- **The input**

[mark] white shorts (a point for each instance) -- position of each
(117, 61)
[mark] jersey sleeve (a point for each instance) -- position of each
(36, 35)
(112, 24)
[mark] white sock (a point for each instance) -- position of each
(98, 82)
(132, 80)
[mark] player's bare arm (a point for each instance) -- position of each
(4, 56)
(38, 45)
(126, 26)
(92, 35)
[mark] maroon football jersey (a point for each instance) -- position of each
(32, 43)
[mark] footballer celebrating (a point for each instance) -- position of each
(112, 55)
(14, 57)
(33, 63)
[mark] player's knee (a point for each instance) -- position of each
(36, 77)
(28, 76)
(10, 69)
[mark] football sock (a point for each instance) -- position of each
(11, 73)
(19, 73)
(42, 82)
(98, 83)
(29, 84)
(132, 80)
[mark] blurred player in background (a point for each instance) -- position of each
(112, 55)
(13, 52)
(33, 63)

- **Instructions to follow**
Each record needs to be given again exactly.

- **Result of this exercise**
[mark] white shorts (a point for each instance) -- position of each
(117, 61)
[mark] jersey sleeve (a point for each instance) -- position of each
(36, 35)
(112, 24)
[mark] white sock (a point for each instance) -- position of each
(98, 82)
(132, 80)
[mark] player's bare arm (a point for each instance) -- position of each
(4, 56)
(38, 45)
(126, 26)
(92, 35)
[mark] maroon football jersey (a point for each instance) -- position of each
(32, 43)
[mark] footballer celebrating (a point for each instance) -- position of each
(112, 55)
(14, 57)
(33, 63)
[mark] player's knee (a point for each instance) -- position of each
(36, 77)
(28, 76)
(10, 69)
[mark] football sock (a point for each instance) -- position of each
(11, 73)
(19, 73)
(42, 82)
(98, 83)
(29, 84)
(132, 80)
[mark] blurred player in background (a point for each instance) -- position of each
(112, 55)
(13, 52)
(33, 63)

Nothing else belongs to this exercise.